Alıştırma Açıklaması - Zarrab davasını ele alan okuma metnini, son cümlesinden sonra gelecek biçimde sürdürün.
++++ Okuma Metni
Sahiden de Preet Bharara görevden alındı ama davayı götüren, usul duruşmalarında mahkemeye çıkan hep üç savcı yardımcısı idi. Onlar halen görev başında ve Atilla’nın gözaltı talebinin onayında o üç savcının imzası var. Bharara’nın yerine vekaleten bakan şu anda New York Güney Bölge Savcısı görevini yürüten Joon Kim’in değil. Trump’ın başkan olması ve Bharara’nın görevden alınması Zarrab lehine olur algısı doğruydu, fakat aksi durum söz konusu oldu. Hukukun üstünlüğü prensibine pek değer vermeyen Trump gibi bir başkanın olduğu ABD’de artık dava süreci nasıl gelişir tahmin etmek daha da zorlaştı, ama Bharara’nın görevden alınması Türkiye açısında şu aşamada olumlu bir değişime neden olmadı. Hatta aksini söylemek mümkün.

Fakat bu tür davaların yüzde 85’i anlaşma ile sonuçlanıyor ve Bharara’nın yerine atanacak yeni savcı anlaşma sürecinde daha yumuşak davranabilir. Yeni savcının Zarrab’ın yeni avukatı eski ABD Adalet Bakanı Michael Mukasey’nin oğlu olması bekleniyor. Diğer bir isim ise Zarrab’ın avukatları arasında olan ve Kasım ayında istifasını veren ünlü hukuk firması Clifford Chance’ın ortaklarından Edward O’Callaghan ki Edward O’Callaghan da Başkan Trump’ın “geçiş ekibi” içerisindeydi. Fakat Bharara’nın yerine atanırsa etik kuralları gereği Zarrab’ın davasına bakamayacak.
++++++++
++++ Veri Kesiti
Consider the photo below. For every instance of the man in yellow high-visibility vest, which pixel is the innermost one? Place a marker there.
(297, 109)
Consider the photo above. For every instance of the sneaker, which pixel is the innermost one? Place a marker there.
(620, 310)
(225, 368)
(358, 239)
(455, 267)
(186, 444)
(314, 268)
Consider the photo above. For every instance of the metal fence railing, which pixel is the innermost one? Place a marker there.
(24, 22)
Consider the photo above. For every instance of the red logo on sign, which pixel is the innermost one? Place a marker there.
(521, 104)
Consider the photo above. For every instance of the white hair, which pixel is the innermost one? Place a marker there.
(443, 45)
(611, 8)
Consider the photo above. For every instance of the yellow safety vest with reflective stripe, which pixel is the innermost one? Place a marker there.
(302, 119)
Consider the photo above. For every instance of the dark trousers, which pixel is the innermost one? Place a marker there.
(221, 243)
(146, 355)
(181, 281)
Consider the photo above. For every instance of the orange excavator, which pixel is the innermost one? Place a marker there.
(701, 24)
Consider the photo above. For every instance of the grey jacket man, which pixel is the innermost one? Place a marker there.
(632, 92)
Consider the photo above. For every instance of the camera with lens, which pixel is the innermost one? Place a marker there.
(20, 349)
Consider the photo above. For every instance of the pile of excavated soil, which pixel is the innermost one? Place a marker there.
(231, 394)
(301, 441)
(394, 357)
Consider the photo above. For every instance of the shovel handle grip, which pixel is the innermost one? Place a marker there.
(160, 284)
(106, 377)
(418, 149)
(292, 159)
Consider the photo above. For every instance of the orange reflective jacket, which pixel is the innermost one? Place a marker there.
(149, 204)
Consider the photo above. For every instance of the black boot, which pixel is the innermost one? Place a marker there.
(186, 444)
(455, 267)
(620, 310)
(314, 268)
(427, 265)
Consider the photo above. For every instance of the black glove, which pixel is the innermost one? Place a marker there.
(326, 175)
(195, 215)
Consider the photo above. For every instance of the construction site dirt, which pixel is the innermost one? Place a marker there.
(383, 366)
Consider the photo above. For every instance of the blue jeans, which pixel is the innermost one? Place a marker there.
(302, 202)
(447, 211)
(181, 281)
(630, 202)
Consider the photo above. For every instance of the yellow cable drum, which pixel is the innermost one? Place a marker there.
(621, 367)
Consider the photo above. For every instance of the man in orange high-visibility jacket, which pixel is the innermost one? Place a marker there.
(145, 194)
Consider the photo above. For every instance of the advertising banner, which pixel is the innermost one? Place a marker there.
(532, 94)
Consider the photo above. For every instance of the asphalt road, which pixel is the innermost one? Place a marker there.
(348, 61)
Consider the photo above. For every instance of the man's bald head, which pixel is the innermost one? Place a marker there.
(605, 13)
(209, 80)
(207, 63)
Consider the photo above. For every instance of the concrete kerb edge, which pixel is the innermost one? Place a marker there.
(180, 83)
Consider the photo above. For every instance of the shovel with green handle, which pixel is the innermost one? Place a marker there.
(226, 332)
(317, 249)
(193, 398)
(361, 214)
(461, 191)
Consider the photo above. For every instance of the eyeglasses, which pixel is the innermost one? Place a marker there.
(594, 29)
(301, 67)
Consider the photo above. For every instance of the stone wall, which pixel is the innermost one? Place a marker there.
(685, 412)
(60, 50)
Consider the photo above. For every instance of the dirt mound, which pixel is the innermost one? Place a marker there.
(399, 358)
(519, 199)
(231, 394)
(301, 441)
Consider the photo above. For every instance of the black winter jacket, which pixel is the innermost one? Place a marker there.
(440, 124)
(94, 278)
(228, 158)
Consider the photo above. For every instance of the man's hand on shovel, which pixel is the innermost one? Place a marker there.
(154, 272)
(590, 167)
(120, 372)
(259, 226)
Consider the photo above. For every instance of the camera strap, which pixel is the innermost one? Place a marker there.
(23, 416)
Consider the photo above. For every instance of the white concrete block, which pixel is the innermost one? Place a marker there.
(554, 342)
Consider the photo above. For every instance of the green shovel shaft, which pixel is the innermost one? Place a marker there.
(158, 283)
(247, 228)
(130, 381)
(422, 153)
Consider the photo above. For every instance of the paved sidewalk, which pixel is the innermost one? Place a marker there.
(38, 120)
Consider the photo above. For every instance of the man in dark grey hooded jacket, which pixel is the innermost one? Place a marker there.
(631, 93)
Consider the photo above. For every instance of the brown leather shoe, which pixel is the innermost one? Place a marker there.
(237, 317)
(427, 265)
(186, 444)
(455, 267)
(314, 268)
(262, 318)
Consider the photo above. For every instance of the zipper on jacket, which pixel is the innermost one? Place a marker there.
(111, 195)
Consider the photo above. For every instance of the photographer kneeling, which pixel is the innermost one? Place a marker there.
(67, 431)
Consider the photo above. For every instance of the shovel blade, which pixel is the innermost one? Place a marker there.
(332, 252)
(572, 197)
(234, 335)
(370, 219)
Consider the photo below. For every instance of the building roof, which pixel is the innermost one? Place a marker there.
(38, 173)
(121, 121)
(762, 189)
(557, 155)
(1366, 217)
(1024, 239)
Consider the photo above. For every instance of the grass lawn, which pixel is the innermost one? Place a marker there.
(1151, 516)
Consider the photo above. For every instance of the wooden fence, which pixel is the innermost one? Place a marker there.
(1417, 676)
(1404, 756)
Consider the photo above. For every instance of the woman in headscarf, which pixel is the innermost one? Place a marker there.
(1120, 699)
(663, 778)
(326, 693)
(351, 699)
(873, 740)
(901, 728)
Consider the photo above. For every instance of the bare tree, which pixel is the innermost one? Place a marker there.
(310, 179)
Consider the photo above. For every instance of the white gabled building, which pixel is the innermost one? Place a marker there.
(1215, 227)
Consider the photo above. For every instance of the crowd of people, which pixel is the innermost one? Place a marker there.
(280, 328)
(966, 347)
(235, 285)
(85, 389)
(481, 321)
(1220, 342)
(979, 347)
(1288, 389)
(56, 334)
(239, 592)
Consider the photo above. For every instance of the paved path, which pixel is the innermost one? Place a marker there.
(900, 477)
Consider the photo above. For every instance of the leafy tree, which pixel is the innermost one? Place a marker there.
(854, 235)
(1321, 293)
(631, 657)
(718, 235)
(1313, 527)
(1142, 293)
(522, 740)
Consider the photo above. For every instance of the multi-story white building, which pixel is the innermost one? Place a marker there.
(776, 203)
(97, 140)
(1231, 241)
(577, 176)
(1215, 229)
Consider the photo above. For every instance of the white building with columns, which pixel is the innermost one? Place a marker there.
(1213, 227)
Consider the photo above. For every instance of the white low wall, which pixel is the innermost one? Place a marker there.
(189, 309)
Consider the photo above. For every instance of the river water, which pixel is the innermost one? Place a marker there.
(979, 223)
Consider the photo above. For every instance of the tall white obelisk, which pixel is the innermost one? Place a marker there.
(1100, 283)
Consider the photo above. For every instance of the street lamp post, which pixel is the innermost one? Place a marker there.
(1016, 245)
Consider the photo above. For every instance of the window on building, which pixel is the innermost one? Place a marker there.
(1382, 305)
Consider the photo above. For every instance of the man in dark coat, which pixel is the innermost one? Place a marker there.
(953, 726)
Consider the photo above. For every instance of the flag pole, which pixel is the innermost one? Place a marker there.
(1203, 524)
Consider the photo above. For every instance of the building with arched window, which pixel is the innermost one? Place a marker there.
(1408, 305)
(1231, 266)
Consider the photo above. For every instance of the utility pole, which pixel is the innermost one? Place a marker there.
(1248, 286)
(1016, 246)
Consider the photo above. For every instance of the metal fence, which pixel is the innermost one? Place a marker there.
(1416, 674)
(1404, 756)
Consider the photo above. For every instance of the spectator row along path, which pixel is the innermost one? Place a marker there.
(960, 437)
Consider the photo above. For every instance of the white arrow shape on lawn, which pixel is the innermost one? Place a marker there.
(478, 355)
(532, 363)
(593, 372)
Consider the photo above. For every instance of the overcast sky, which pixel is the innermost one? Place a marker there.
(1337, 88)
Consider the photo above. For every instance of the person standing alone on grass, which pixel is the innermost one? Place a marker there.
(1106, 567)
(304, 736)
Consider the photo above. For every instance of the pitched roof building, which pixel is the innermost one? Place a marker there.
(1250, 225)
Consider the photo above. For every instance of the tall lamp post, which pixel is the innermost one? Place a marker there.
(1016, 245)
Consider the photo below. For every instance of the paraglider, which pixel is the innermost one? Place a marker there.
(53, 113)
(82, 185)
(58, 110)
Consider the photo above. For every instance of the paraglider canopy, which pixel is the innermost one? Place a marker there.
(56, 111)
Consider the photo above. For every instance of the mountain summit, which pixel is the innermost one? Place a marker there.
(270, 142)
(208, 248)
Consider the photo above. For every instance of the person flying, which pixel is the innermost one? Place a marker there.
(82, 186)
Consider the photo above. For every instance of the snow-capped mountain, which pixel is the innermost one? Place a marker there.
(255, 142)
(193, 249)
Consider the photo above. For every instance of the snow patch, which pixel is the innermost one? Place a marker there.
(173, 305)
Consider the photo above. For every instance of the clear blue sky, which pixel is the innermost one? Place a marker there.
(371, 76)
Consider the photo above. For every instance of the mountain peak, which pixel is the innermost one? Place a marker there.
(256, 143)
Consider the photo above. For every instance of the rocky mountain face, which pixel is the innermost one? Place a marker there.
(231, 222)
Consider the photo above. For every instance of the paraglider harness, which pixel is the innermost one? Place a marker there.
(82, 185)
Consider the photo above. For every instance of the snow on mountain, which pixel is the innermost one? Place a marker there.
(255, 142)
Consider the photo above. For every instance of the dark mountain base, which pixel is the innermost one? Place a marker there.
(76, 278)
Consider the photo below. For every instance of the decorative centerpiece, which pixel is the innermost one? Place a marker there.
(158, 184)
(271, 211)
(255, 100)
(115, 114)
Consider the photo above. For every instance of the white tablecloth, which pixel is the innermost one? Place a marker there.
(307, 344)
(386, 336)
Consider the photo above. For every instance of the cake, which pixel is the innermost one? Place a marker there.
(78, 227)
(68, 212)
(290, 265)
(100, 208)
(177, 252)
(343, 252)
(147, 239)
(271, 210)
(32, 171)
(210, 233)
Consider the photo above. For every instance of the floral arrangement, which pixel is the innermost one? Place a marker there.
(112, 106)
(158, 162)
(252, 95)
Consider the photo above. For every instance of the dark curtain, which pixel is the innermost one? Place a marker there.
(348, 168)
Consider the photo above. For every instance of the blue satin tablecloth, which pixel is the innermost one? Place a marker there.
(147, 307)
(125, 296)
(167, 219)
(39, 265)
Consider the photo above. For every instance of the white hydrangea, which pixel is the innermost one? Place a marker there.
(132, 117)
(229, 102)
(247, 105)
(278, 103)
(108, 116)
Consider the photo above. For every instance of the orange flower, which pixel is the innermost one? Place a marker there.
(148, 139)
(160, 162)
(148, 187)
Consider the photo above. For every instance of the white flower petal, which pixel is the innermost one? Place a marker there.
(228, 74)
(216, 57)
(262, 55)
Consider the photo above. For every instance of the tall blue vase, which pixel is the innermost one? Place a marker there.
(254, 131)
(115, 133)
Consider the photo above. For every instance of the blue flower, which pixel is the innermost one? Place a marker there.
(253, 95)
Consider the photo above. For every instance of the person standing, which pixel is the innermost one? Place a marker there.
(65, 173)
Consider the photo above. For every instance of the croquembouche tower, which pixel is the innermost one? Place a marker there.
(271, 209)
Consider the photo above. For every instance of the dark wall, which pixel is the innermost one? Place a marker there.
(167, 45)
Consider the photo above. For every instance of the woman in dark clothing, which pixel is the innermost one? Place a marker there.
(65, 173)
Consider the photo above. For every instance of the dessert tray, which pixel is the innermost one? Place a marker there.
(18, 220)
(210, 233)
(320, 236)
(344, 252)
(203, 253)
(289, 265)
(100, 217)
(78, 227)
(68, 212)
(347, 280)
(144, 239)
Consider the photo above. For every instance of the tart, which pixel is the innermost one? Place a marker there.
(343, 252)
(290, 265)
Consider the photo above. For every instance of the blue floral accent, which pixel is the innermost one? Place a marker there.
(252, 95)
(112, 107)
++++++++
Beklenen Çıktı -
“Türkiye ekonomisini çökertir”

Türkiye’nin sık sık siyasal olarak yargılamaya müdahale etme çabaları olduğu, avukatların iktidar tarafından tutulduğu ve harcamaların karşılandığı iddiaları gündeme geldi. Bu iddialar doğru mu? Türkiye’nin müdahaleleri bir karşılık aldı mı?

Türkiye’nin her yolu, siyaset de dahil olmak üzere denediği çok aşikar ve eski New York Belediye Başkanı ve şu anda Başkan Trump’ın İnternet (cyber) Güvenlik Danışmanı Rudy Giuliani ve Michael Mukasey’nin mahkemeye sundukları beyanları da zaten bunu hecelemiş durumda; “Amerikan ulusal güvenliği için diplomatik çözüm arayışları” içerisinde olduklarını belirtmek sureti ile. Yeni avukatlar Rudy Guiliani ve Michael Mukasey’in ücretinin kimin ödediği direkt olarak soruldu ve cevap olarak Zarrab’ın kendisinin ödediği belirtildi mahkemede. Bu aşamada bu cevaplar normal. Türkiye’nin yatırım ve alt yapı projelerinde kullandığı Clifford Chance’ın ortaklarından, adı Bharara’nın sandalyesi için geçen Edward O’Callaghan’ın avukat olarak tutulması gözden kaçmamıştı. Tesadüfte olabilir. Fakat Türkiye ve Erdoğan açısından bu davanın önemi çok büyük olduğu için, Türkiye’nin direkt avukatların ücretini ödemese de lobi faaliyetleri kapsamında bir takıp girişimleri olmaması mümkün değil.

Türkiye’nin müdahaleleri bir karşılık almadı ve davaya bakan Yargıç Berman üzerinde de ters etki yaptı. En son duruşmada Yargıç Berman “Hayatımda böyle bir şey ile karşılaşmadım” diyerek de siyasi müdahale girişiminden yani Rudy Giuliani ve Michael Mukasey’nin girişiminden kaynaklı memnuniyetsizliğini dile getirdi. Fakat etik prensipleri şaibeli hale gelmiş olan Adalet Bakanı Session adalet bakanı iken ve  Rudy Guiliani ve Michael Mukasey gibi iki önemli Cumhuriyetçi politikacının da Zarrab’ın avukatları olması davada anlaşma yoluna gidilirse hiç bir etkilerinin olmayacağını söylemek saflık olur.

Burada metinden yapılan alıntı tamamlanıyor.